(Region pointing data)
* * *

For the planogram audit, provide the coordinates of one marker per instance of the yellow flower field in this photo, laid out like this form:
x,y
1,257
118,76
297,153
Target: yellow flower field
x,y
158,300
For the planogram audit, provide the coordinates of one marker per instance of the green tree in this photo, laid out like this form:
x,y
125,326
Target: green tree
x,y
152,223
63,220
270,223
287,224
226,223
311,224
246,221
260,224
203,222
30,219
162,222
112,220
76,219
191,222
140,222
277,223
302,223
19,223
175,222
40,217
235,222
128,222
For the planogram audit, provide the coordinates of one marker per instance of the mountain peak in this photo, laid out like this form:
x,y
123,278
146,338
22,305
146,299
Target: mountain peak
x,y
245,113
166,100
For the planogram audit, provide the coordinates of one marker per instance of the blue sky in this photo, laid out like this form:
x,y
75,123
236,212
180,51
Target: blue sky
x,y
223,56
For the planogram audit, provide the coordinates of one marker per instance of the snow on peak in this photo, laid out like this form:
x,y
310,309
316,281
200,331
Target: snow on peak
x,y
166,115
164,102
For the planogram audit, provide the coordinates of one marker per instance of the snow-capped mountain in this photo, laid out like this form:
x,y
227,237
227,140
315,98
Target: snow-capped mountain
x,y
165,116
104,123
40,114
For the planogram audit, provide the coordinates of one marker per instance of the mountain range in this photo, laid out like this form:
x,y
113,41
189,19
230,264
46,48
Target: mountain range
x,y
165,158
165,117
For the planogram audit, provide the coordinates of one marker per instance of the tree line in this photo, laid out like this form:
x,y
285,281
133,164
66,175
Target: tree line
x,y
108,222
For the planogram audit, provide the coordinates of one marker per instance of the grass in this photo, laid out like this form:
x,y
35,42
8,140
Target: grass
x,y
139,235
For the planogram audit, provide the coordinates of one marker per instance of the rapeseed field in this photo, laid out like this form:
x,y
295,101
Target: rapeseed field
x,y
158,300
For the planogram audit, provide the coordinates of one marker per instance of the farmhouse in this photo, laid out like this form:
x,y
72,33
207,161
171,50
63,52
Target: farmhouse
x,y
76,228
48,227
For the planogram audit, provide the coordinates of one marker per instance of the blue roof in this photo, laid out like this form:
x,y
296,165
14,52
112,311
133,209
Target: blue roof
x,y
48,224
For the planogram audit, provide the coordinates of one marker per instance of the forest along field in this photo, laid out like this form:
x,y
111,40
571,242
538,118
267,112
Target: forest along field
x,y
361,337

* * *

Work to complete — Reproduce the data shown above exactly.

Result of the task —
For the planogram audit, provide the coordinates of one marker per instance of the yellow flower field in this photo, laid out like this form:
x,y
1,257
118,76
297,153
Target: yellow flower field
x,y
158,300
For the planogram audit, provide the coordinates of one marker per instance of the green tree in this photo, laid out like this form:
x,y
125,326
Target: green tree
x,y
152,223
63,220
270,223
287,224
226,223
311,224
246,221
260,224
203,222
30,219
162,222
112,220
76,219
191,222
140,222
277,223
302,223
19,223
175,222
40,217
235,222
128,222
For the planogram audit, provide the coordinates of one marker per instance of the mountain peak in this photo, laid out like this form:
x,y
123,278
146,338
22,305
146,299
Target: mountain peak
x,y
245,113
166,100
For the planogram audit, provide the coordinates of one marker per instance of the blue sky in this photo, laid out like this form:
x,y
75,123
236,212
180,51
Target: blue sky
x,y
223,56
For the planogram audit, provide the coordinates of one marker per instance of the snow on peak in this photo, laid out like this form:
x,y
310,309
316,281
200,331
Target: snow on peak
x,y
166,115
164,102
For the planogram audit, provide the coordinates of one marker per instance of the snow-capped mountain in this photo, laid out like this form:
x,y
227,237
227,140
315,98
Target: snow-capped mountain
x,y
165,116
104,123
40,114
For the planogram audit, provide the coordinates of one marker per instance of the mountain range in this photo, laid out like this form:
x,y
113,41
189,19
230,264
46,48
Target: mountain range
x,y
165,158
165,117
For the planogram audit, provide the coordinates of one marker per instance of the tree line in this photo, laid out like this form:
x,y
285,281
133,164
66,175
Target: tree line
x,y
108,222
For the planogram audit, provide the coordinates of one marker per instance of the grass in this photo, laid out like this form:
x,y
35,42
8,140
Target: grass
x,y
139,235
For the planogram audit, provide the coordinates of one marker per instance of the rapeseed field in this photo, laid out like this form:
x,y
295,101
Target: rapeseed field
x,y
158,300
For the planogram audit, provide the coordinates of one marker per instance of the farmhouse in this photo, laid out like this form:
x,y
72,33
207,161
171,50
63,52
Target: farmhouse
x,y
76,228
48,227
For the planogram audit, provide the coordinates of one marker per instance of the blue roof in this photo, laid out like this form:
x,y
296,165
14,52
112,311
133,209
Target: blue roof
x,y
48,224
For the planogram audit, provide the coordinates of one marker per instance of the forest along field in this photo, laid out like this form:
x,y
111,40
571,242
538,118
267,112
Target: forest along field
x,y
361,337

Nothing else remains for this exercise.